Exercise directions — Please convert all the records below into a JSON list of strings, one per line, with blank lines dropped. Leave the pictures out of the answer.

[BEGIN Data records]

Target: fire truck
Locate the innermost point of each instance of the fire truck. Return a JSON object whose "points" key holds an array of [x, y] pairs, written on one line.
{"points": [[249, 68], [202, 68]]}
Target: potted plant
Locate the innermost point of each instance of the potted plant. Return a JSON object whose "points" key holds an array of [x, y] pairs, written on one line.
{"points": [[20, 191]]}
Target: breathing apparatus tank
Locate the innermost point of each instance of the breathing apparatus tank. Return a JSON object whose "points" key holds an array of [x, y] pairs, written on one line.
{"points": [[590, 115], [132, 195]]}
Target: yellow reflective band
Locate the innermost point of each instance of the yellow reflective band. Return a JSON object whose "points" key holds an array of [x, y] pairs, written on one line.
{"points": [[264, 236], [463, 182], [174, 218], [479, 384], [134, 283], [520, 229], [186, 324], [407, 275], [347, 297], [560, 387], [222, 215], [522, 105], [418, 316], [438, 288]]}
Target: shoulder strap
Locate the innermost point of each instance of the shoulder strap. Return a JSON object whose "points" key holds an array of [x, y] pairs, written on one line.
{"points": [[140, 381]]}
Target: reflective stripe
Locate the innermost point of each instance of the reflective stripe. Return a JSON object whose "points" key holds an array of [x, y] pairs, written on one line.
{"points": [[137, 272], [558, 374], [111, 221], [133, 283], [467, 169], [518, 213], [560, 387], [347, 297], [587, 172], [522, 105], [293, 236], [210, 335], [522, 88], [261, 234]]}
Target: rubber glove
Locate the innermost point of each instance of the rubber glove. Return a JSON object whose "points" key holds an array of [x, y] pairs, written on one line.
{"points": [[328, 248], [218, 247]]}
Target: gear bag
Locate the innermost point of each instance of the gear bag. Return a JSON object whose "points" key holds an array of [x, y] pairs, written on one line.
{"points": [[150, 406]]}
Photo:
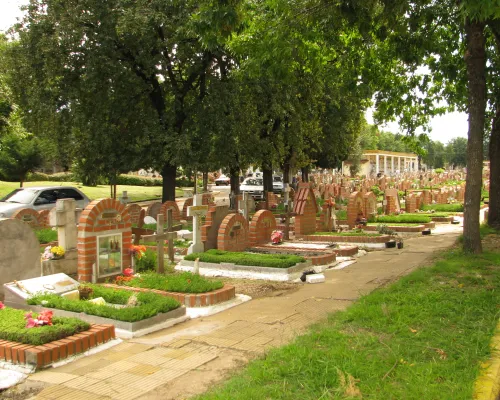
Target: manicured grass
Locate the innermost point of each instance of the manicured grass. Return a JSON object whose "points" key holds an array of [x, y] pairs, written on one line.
{"points": [[149, 304], [135, 193], [12, 328], [252, 259], [403, 218], [185, 282], [45, 235], [423, 337], [445, 207], [346, 234]]}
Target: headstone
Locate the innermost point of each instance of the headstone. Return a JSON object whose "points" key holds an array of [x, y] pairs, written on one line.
{"points": [[16, 293], [20, 252], [62, 216], [197, 211]]}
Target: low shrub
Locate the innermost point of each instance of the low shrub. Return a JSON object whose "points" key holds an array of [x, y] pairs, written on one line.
{"points": [[149, 304], [445, 207], [13, 328], [136, 180], [185, 282], [403, 218], [252, 259], [45, 235]]}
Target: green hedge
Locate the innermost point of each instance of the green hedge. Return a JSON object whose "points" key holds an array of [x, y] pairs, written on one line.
{"points": [[404, 219], [251, 259], [185, 282], [12, 327], [149, 304], [45, 235], [445, 207]]}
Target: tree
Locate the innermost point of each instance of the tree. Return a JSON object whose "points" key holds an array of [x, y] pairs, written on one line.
{"points": [[18, 156]]}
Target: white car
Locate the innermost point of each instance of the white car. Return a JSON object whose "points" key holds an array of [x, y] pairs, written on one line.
{"points": [[254, 187], [40, 198]]}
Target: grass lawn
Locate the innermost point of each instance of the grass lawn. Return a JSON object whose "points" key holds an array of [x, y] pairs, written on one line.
{"points": [[135, 193], [251, 259], [423, 337], [13, 328], [185, 282], [346, 234]]}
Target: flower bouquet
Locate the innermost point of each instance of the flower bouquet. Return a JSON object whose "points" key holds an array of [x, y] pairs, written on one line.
{"points": [[277, 237], [53, 253]]}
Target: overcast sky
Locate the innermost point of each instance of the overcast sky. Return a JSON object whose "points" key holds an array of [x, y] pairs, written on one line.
{"points": [[444, 128]]}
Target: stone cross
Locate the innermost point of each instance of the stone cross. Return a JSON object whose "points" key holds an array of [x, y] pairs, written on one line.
{"points": [[197, 211], [245, 205], [159, 238], [63, 217]]}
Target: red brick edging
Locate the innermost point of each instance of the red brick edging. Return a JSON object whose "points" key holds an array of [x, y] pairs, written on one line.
{"points": [[188, 299], [43, 355]]}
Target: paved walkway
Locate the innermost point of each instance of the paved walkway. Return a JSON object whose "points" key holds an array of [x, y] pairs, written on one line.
{"points": [[179, 362]]}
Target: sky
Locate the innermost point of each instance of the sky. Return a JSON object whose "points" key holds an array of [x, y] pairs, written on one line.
{"points": [[444, 128]]}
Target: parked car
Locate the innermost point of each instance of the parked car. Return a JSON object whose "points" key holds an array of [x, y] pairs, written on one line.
{"points": [[254, 187], [222, 180], [40, 198]]}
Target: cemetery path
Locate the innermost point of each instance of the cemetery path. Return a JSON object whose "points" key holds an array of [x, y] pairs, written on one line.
{"points": [[185, 360]]}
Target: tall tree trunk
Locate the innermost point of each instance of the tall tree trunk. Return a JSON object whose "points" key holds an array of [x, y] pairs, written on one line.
{"points": [[494, 152], [305, 174], [205, 181], [267, 176], [234, 177], [475, 59], [168, 172]]}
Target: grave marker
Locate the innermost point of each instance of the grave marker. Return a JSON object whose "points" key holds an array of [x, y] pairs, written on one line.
{"points": [[197, 211]]}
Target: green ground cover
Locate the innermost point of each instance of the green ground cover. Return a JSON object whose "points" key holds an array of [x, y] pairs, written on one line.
{"points": [[45, 235], [13, 328], [445, 207], [403, 218], [149, 304], [135, 193], [185, 282], [346, 234], [423, 337], [252, 259]]}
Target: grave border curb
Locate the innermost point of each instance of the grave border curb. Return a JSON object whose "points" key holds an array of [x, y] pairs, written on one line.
{"points": [[40, 356], [227, 292]]}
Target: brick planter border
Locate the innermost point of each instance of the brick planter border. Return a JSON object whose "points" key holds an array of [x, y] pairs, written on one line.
{"points": [[188, 299], [44, 355], [316, 259], [345, 239]]}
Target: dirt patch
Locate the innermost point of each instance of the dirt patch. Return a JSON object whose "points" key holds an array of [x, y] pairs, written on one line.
{"points": [[258, 289]]}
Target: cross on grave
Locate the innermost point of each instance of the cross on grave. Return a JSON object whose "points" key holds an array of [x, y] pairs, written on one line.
{"points": [[197, 210]]}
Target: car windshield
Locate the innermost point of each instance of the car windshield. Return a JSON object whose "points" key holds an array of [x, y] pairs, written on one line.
{"points": [[21, 196], [253, 182]]}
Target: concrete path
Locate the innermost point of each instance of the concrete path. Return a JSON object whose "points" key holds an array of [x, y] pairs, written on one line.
{"points": [[179, 362]]}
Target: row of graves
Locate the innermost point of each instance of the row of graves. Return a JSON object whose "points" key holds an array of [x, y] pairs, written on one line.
{"points": [[94, 281]]}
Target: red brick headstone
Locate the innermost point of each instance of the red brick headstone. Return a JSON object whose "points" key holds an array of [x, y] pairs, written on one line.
{"points": [[104, 239], [262, 225]]}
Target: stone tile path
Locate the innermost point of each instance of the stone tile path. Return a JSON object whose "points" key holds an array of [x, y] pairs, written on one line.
{"points": [[187, 359]]}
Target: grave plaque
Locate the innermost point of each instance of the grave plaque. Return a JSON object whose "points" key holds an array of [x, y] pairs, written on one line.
{"points": [[17, 292]]}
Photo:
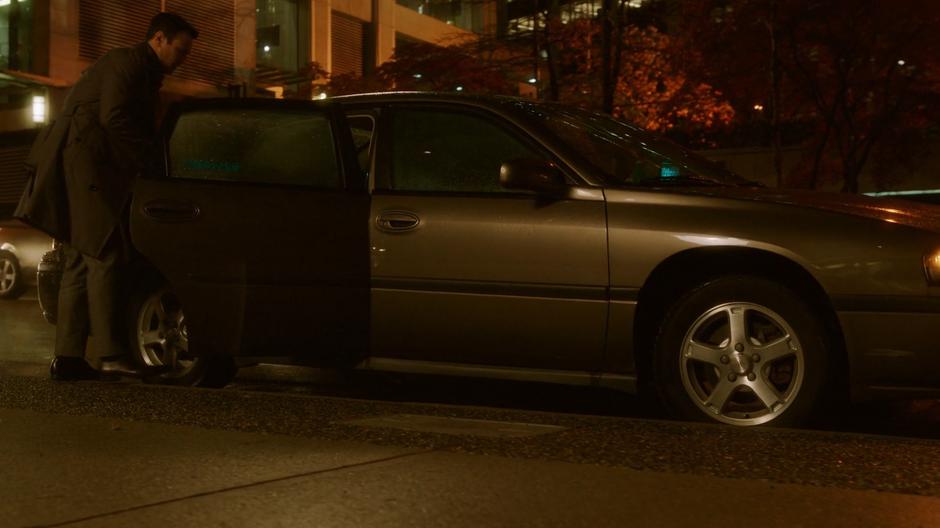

[END Data records]

Exercise answer —
[
  "Target: fire truck",
  "Locate the innermost point of each instance of the fire truck. Return a JSON object whose \"points\" key holds an array of [x, y] pairs, written on one line.",
  "{\"points\": [[249, 68], [202, 68]]}",
  "Target: potted plant",
  "Locate the innermost point of each instance of the potted plant. Return a JSON object whose \"points\" key holds an array of [x, y] pairs, written on one line.",
  "{\"points\": [[20, 191]]}",
  "Target: breathing apparatus tank",
  "Locate the innermost point of each instance of the breathing apparatus tank. Return a JSON object whose \"points\" key holds an array of [x, y] pairs, written on one line.",
  "{\"points\": [[590, 115], [132, 195]]}",
  "Target: yellow reflective band",
  "Locate the innermost point of each instance of the yellow reflective band. Return a JSON object whose \"points\" key holds an array of [x, y] pairs, written on one line.",
  "{\"points\": [[264, 236], [463, 182], [174, 218], [479, 384], [134, 283], [520, 229], [186, 324], [407, 275], [347, 297], [560, 387], [222, 215], [522, 105], [418, 316], [438, 288]]}",
  "Target: shoulder strap",
  "Locate the innermost point of each instance of the shoulder strap. Return a JSON object whose \"points\" key holds an array of [x, y] pairs, written on one line.",
  "{\"points\": [[140, 381]]}",
  "Target: reflective stripe",
  "Locate the innermost point of each instance of the reflective stripe. Return a JSON object whose \"points\" key holds an array of [x, y] pairs, written on one line.",
  "{\"points\": [[137, 272], [558, 374], [111, 221], [133, 283], [467, 169], [518, 213], [560, 387], [347, 297], [587, 172], [522, 105], [293, 236], [210, 335], [522, 88], [261, 234]]}",
  "Target: rubber glove",
  "Locate the innermost point of each instance of the rubber glove. Return a JSON object whose \"points\" key holds an array of [x, y] pairs, written on one line.",
  "{\"points\": [[328, 248], [218, 247]]}",
  "Target: gear bag",
  "Locate the innermost point of each instance of the gear bag. Return a JSON object whose \"points\" key holds an array of [x, y] pairs, written on one line.",
  "{\"points\": [[150, 406]]}",
  "Photo:",
  "Target: manicured grass",
  "Locate the innermost point of each instance of the manicured grass. Return a JSON object whose \"points\" key holds an array of [x, y] pairs, written on one line.",
  "{\"points\": [[149, 304], [135, 193], [12, 328], [252, 259], [403, 218], [185, 282], [45, 235], [423, 337], [445, 207], [346, 234]]}",
  "Target: headstone",
  "Locate the innermost point of each instance of the headstone. Return a JSON object whose \"points\" key holds an array of [x, y] pairs, written on one line.",
  "{\"points\": [[16, 293], [20, 252], [62, 216], [197, 211]]}",
  "Target: low shrub",
  "Locate the innermost point of each instance of the low shrub. Return a JSON object whose \"points\" key holds an array of [x, y] pairs, written on one line.",
  "{\"points\": [[149, 304], [445, 207], [13, 328], [136, 180], [185, 282], [403, 218], [252, 259], [45, 235]]}",
  "Target: green hedge",
  "Locate the innermost point of each instance of the green hedge. Return a JSON object whose \"points\" key holds an array of [x, y] pairs, written on one line.",
  "{\"points\": [[404, 219], [251, 259], [185, 282], [12, 327], [149, 304], [45, 235], [445, 207]]}",
  "Target: tree",
  "Locate the innermost point of each instance of the tree. Return a JSON object whose \"points\" key holds an array of [x, y] pairs, written on one line.",
  "{\"points\": [[18, 156]]}",
  "Target: white car",
  "Locate the innermost point of each instance of the white car. Return a JSON object whose \"points\" key holds an array of [x, y] pairs, written on one line.",
  "{\"points\": [[254, 187], [40, 198]]}",
  "Target: grass lawn",
  "Locate the innermost point of each instance of the grass lawn. Return a JSON object whose \"points\" key holds an array of [x, y] pairs, written on one line.",
  "{\"points\": [[135, 193], [251, 259], [423, 337], [13, 328], [185, 282], [346, 234]]}",
  "Target: flower bouquet",
  "Locate the innermost point of each instance of the flower bouquet. Return a JSON object whose \"points\" key holds an array of [x, y] pairs, written on one line.",
  "{\"points\": [[277, 237], [53, 253]]}",
  "Target: overcast sky",
  "Locate the innermost point of each instance of the overcast sky. Return a JSON object whose \"points\" key holds an array of [x, y] pairs, written on one line.",
  "{\"points\": [[444, 128]]}",
  "Target: stone cross",
  "Locate the innermost point of each instance of the stone cross. Return a JSON object whose \"points\" key holds an array of [x, y] pairs, written on one line.",
  "{\"points\": [[197, 211], [245, 205], [159, 238], [63, 217]]}",
  "Target: red brick edging",
  "Locate the innermost point of each instance of the red brick edging. Return a JSON object whose \"points\" key holds an array of [x, y] pairs, written on one line.",
  "{\"points\": [[188, 299], [43, 355]]}",
  "Target: paved walkway",
  "Locate the innermost point of each instance of the paved walkway. Return a JSON object whose \"points\" key holds an array of [x, y] pairs, written on one line.",
  "{\"points\": [[179, 362]]}",
  "Target: sky",
  "Locate the innermost point of each instance of the sky. Return a JSON object whose \"points\" key holds an array of [x, y] pairs, written on one line.",
  "{\"points\": [[444, 128]]}",
  "Target: parked car",
  "Locate the innermost point of each instance of the parked car. Return a JSON object whose \"points\" key holds an array of [x, y] pairs, written on one line.",
  "{\"points\": [[254, 187], [222, 180], [40, 198]]}",
  "Target: cemetery path",
  "Locate the innermost point of each instance of the cemetery path. Return a JSON object whose \"points\" key holds an array of [x, y] pairs, written on one line.",
  "{\"points\": [[185, 360]]}",
  "Target: tall tree trunk",
  "Locate the innermost point of each instance of the tall tree trunk. Return a JSON object whose \"points\" key holds an array of [x, y] pairs, written on one line.",
  "{\"points\": [[494, 152], [305, 174], [205, 181], [267, 176], [234, 177], [475, 59], [168, 172]]}",
  "Target: grave marker",
  "Locate the innermost point of each instance of the grave marker. Return a JSON object whose \"points\" key holds an array of [x, y] pairs, written on one line.",
  "{\"points\": [[197, 211]]}",
  "Target: green ground cover",
  "Locate the innermost point of each instance of the green ground cover. Return a JSON object whose \"points\" key holds an array of [x, y] pairs, written on one line.",
  "{\"points\": [[45, 235], [13, 328], [445, 207], [403, 218], [149, 304], [135, 193], [185, 282], [346, 234], [423, 337], [252, 259]]}",
  "Target: grave border curb",
  "Locate the innermost point of each instance of the grave border curb. Return a JSON object whose \"points\" key holds an array of [x, y] pairs, written on one line.",
  "{\"points\": [[40, 356], [227, 292]]}",
  "Target: brick planter border",
  "Locate the innermost point of each instance of the brick planter border. Return a JSON object whose \"points\" key holds an array of [x, y] pairs, written on one line.",
  "{\"points\": [[188, 299], [44, 355], [316, 259], [345, 239]]}",
  "Target: dirt patch",
  "Locate the innermost point of each instance of the dirt patch. Return a JSON object whose \"points\" key holds an array of [x, y] pairs, written on one line.",
  "{\"points\": [[258, 289]]}",
  "Target: cross on grave",
  "Locate the innermost point of each instance of the cross on grave. Return a JSON object whose \"points\" key holds an array of [x, y] pairs, written on one line.",
  "{\"points\": [[197, 210]]}",
  "Target: car windshield",
  "Locate the innermost point of each instance of the car windshield. Return a JSON object whose \"points\" key holds an array of [x, y] pairs, written on one line.",
  "{\"points\": [[21, 196], [253, 182]]}",
  "Target: concrete path",
  "Locate the innermost point of each instance of the concrete path. Return a JSON object whose \"points\" key holds an array of [x, y] pairs, written on one line.",
  "{\"points\": [[179, 362]]}",
  "Target: row of graves",
  "Locate the innermost point of each instance of the row of graves. Return a JSON object whose \"points\" key holds an array of [x, y] pairs, written on one line.",
  "{\"points\": [[94, 281]]}",
  "Target: red brick headstone",
  "Locate the innermost point of each instance of the red brick headstone. Return a JSON object whose \"points\" key holds an array of [x, y] pairs, written on one line.",
  "{\"points\": [[104, 239], [262, 225]]}",
  "Target: stone tile path",
  "Locate the innermost point of each instance of the stone tile path. Return a JSON object whose \"points\" key holds an array of [x, y] pairs, written on one line.",
  "{\"points\": [[187, 359]]}",
  "Target: grave plaque",
  "Locate the innermost point of each instance of the grave plaque. Return a JSON object whose \"points\" key holds an array of [x, y] pairs, written on one line.",
  "{\"points\": [[17, 292]]}",
  "Photo:"
]